§ **EXERCISE INSTRUCTIONS**
1. Rewrite the moving-expense excerpt from "The result, $5,599, is" up to and including "between foreign countries.", putting "repayment" wherever "reimbursement" appears.
2. According to the excerpt on moving expenses, why is the reimbursement attributed to both 2005 and 2006 when it is reported in full in one year?
3. List the short headings that introduce sections in the excerpt on moving expenses.
BEGIN EXCERPT PROVIDED
The result, $5,599, is your
nondeductible amount.
You must report the full amount of the moving expense reimbursement in the year in which you received the reimbursement. In
the preceding example,
this year was 2005. You attribute the reimbursement to both 2005 and 2006 only to figure the amount of foreign earned income
eligible for exclusion
for each year.
Move between foreign countries.
If you move between foreign countries, your moving expense is allocable to income earned in the year of the move if
you qualified under either the
bona fide residence test or the physical presence test for a period that includes at least 120 days in the year of the move.
New place of work in U.S.
If your new place of work is in the United States, the deductible moving expenses are directly connected with the
income earned in the United
States. If you treat a reimbursement from your employer as foreign earned income (see the discussion in chapter 4), you must
allocate deductible
moving expenses to foreign earned income.
Storage expenses.
These expenses are attributable to work you do during the year in which you incur the storage expenses. You cannot
deduct the amount allocable to
excluded income.
END EXCERPT PROVIDED
BEGIN DATA EXTRACT
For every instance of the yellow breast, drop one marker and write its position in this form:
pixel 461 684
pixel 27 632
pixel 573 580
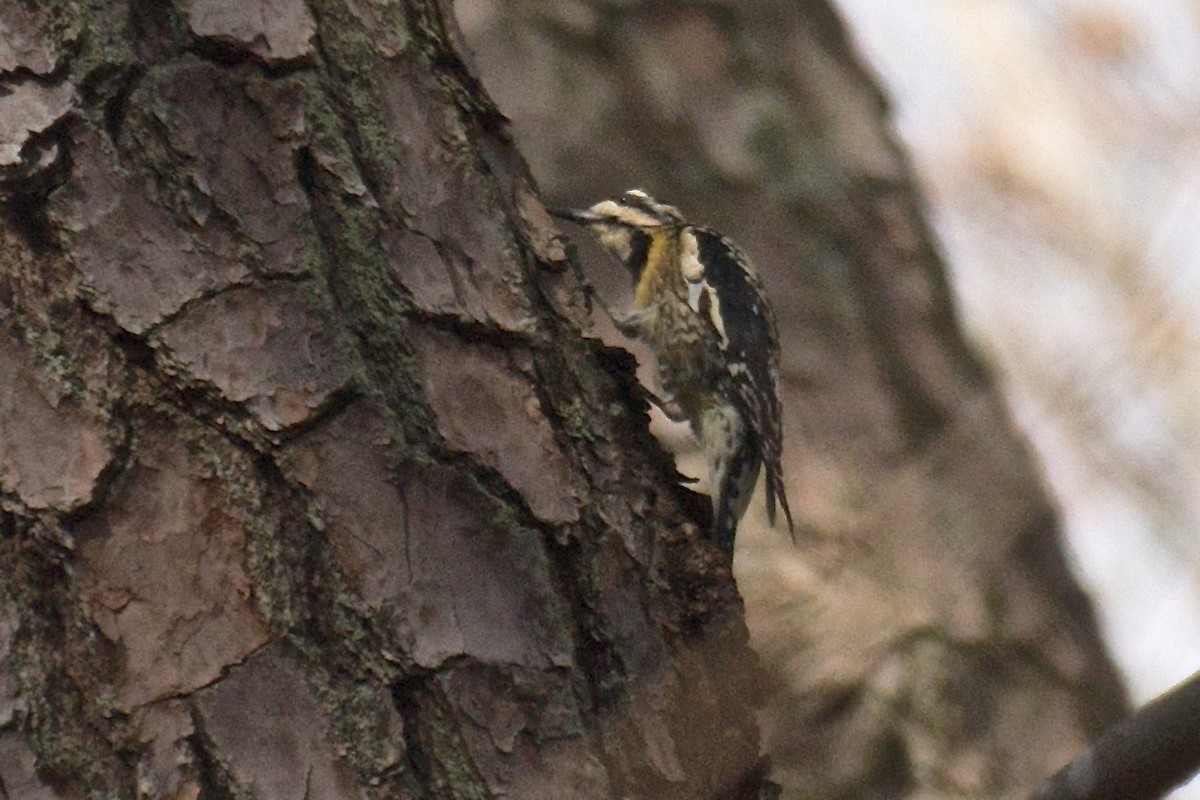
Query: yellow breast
pixel 660 275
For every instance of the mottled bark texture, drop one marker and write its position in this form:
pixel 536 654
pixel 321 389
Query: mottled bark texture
pixel 927 637
pixel 311 482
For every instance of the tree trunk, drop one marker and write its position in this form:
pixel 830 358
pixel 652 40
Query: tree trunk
pixel 927 638
pixel 312 483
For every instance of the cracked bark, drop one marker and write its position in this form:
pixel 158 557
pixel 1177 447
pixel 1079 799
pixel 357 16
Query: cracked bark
pixel 311 482
pixel 927 638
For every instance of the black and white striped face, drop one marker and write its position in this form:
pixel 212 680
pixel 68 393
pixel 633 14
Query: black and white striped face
pixel 627 224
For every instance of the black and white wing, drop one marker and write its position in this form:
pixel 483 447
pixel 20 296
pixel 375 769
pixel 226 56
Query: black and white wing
pixel 725 288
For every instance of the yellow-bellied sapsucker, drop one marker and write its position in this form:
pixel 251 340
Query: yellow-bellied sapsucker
pixel 700 308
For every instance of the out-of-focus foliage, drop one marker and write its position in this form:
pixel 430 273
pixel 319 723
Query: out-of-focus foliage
pixel 1060 146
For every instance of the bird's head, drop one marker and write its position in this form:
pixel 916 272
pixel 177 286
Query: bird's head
pixel 627 226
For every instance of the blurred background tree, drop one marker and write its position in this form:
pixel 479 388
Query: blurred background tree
pixel 1053 139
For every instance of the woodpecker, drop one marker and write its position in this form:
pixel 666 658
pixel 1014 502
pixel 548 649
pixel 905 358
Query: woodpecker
pixel 700 308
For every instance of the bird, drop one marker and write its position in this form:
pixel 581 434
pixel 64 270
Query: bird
pixel 700 308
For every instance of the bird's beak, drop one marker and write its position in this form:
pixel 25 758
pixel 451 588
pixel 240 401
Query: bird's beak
pixel 580 217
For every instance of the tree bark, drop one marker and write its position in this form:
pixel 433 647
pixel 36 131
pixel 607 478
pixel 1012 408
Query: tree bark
pixel 312 483
pixel 927 638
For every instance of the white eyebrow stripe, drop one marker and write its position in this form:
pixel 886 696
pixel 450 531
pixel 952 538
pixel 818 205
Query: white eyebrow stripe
pixel 624 215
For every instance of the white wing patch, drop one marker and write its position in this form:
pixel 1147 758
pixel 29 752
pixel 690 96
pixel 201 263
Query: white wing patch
pixel 702 298
pixel 689 258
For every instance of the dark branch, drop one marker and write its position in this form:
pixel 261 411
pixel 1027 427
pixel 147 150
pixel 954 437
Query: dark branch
pixel 1143 758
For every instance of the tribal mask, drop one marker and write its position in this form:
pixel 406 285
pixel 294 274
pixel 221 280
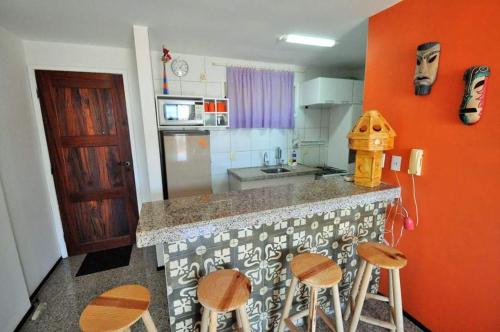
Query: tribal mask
pixel 427 66
pixel 476 79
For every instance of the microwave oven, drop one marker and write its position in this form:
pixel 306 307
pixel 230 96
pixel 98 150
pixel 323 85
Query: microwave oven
pixel 179 111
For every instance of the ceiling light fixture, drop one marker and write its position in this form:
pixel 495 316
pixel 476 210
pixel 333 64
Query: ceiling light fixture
pixel 306 40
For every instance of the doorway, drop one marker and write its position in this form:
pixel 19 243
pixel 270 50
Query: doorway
pixel 86 127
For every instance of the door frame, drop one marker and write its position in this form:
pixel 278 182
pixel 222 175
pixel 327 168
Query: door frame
pixel 46 167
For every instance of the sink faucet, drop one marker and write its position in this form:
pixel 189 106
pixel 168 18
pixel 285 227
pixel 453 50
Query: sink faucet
pixel 278 156
pixel 266 160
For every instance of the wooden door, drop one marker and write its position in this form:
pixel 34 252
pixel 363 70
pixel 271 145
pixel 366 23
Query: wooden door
pixel 85 122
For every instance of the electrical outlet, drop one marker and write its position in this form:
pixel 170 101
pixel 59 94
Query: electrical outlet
pixel 396 163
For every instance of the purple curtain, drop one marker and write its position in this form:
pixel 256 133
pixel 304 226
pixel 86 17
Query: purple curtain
pixel 260 98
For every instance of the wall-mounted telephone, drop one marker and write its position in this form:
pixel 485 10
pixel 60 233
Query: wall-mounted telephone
pixel 415 164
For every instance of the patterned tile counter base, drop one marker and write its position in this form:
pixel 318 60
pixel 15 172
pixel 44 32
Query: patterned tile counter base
pixel 263 253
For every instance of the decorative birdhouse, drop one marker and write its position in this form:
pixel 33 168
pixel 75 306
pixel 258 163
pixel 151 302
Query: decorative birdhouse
pixel 370 137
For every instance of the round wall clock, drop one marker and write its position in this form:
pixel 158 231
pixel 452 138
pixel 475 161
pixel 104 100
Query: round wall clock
pixel 180 67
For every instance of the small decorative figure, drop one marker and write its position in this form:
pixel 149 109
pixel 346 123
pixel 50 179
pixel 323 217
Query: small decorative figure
pixel 165 58
pixel 427 66
pixel 476 79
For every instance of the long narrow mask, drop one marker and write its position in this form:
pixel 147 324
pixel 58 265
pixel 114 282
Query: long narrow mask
pixel 427 67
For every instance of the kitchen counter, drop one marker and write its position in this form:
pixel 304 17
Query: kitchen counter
pixel 258 231
pixel 186 217
pixel 256 173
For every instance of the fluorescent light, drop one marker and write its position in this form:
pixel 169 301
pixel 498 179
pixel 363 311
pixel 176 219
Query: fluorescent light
pixel 306 40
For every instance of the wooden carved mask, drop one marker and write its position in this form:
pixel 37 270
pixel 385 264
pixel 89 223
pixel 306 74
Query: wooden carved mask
pixel 476 79
pixel 427 66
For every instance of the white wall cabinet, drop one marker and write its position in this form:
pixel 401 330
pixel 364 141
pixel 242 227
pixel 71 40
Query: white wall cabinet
pixel 324 90
pixel 358 92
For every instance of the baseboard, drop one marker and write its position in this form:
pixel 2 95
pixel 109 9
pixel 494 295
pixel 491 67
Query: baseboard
pixel 416 322
pixel 33 296
pixel 35 293
pixel 25 318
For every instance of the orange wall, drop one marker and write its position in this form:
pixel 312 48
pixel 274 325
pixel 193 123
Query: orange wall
pixel 452 280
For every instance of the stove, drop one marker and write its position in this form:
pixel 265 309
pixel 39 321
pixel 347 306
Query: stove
pixel 326 172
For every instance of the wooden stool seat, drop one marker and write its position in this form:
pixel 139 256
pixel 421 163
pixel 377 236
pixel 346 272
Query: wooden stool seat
pixel 118 309
pixel 316 270
pixel 382 255
pixel 224 290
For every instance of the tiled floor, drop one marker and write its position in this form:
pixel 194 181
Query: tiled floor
pixel 66 296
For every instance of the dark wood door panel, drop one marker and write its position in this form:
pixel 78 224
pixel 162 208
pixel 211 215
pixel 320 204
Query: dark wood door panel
pixel 87 132
pixel 92 219
pixel 82 112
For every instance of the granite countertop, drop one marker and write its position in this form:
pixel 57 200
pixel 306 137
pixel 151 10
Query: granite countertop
pixel 256 173
pixel 188 217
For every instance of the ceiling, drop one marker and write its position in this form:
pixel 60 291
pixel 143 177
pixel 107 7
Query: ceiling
pixel 226 28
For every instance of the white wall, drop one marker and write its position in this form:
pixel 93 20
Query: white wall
pixel 25 187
END DATA EXTRACT
§ **WORKED SOLUTIONS**
1.
The result, $5,599, is your
nondeductible amount.
You must report the full amount of the moving expense repayment in the year in which you received the repayment. In
the preceding example,
this year was 2005. You attribute the repayment to both 2005 and 2006 only to figure the amount of foreign earned income
eligible for exclusion
for each year.
Move between foreign countries.

2. The reimbursement is attributed to both years only to figure the amount of foreign earned income eligible for exclusion for each year. The full amount must still be reported in the year it was received, which in the preceding example was 2005.

3.
Move between foreign countries.
New place of work in U.S.
Storage expenses.